Continue the passage on context-modeling methods for image compression, picking up right after its final sentence.

● Reading passage:
<<<<
Prediction by Partial Approximate Matching (PPAM) was presented. Unlike the PPM modeling
method that uses exact contexts, PPAM introduces the notion of approximate contexts. Thus, PPAM
models the probability of encoding a symbol based on its previous contexts, and contextual
occurrences as a result are considered in an approximate manner. The method demonstrated
competitive lossless compression and good performance when compressing images that have
repeating areas with similar characteristics.
   However, the use of the context method for compressing color and multichannel images has
remained complicated and ambiguous for a very significant reason: the effective definition and use of
contexts for such images is a complex task, since in essence it is the compression of three or more
images simultaneously. Nevertheless, in 2011, the publication [7] explored the prospects of using PAQ
family methods in combination with machine learning (ML) methods for simple color images and for
lossy compression. A number of problems were identified: 1) PAQ can be applied only to one-
dimensional sequences, and the expansion for several sequences is not trivial (even in the case of
identification of chicken carcass parts); 2) the authors were unable to construct parametric models of
typical image contexts, which required for PAQ methods a huge storage capacity. In all four test
images used to compare the PAQ-ML method with JPEG and JPEG2000, it was superior to JPEG2000
both in terms of the compression ratio and the quality of the compressed image. The method proposed
by the authors showed a significant change in color amounting to the distortion of the palette, while
JPEG2000 maintained the ratio of color channels in the local context, was able to locally parameterize
the change of this ratio and thus proved to be the winner.
>>>>
● Given records:
<<<<
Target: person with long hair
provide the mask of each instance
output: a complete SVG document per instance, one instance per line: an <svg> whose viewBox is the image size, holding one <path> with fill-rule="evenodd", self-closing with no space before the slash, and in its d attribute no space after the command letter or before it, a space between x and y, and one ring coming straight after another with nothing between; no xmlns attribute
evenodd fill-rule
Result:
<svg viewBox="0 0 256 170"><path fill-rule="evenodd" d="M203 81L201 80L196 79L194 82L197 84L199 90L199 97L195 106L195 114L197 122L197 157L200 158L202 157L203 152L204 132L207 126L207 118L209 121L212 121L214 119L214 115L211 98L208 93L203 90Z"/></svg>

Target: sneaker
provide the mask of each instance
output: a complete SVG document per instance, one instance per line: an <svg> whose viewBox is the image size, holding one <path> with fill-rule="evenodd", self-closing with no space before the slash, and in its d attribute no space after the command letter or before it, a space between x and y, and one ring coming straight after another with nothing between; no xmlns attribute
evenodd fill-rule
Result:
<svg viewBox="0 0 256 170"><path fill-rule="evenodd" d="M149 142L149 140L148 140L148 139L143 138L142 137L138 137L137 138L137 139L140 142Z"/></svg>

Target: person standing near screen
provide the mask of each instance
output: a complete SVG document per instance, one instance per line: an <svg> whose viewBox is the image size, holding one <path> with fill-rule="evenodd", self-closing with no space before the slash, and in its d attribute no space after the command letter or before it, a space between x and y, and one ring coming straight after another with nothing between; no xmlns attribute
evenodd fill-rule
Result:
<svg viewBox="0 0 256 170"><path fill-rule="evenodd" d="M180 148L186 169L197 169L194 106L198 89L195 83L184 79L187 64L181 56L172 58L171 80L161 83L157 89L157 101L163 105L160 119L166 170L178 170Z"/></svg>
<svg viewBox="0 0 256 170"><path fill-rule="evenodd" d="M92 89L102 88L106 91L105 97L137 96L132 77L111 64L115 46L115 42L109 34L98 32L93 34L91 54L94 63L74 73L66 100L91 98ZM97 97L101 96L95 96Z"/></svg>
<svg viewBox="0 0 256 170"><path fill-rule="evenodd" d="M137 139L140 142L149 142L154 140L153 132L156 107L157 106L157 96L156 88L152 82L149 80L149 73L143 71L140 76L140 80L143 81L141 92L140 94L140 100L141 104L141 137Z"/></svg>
>>>>
● Task answer:
   It is also of interest to study the possibilities of using context-based compression methods for color
(RGB) and multispectral images of Earth remote sensing (ERS). In the general case, ERS images are
multi-channel, i.e. each pixel in the image is specified by the channel value vector. The early
compression algorithms included, as a rule, independent operations on individual sample matrices,
which were the matrices of the original image channels, or one, two or all the three RGB channels
assigned to represent them. Therefore, the publications at that time primarily considered algorithms for
processing single-channel (halftone) images, which are basic for implementing all compression
methods. More recent publications are related to the compression of hyperspectral images, where the
hierarchical compression method for both hyperspectral images (HSI) and for ERS as a whole
occupies one of the leading positions [8], [9], [10]. In [9], the following statistical characteristics of the
HSI are given:
   • the difference between the maximum and minimum brightness gradations reaches thousands and
tens of thousands times; such images cannot be converted to "byte images";
   • components are very dependent; intercomponent correlation is extremely high (above 0.95 for
85.2% of the pairs of neighboring components);
   • most components have high intracomponent correlation (above 0.85 for 87.4% of all
components).
   In what follows, we will be guided by these considerations.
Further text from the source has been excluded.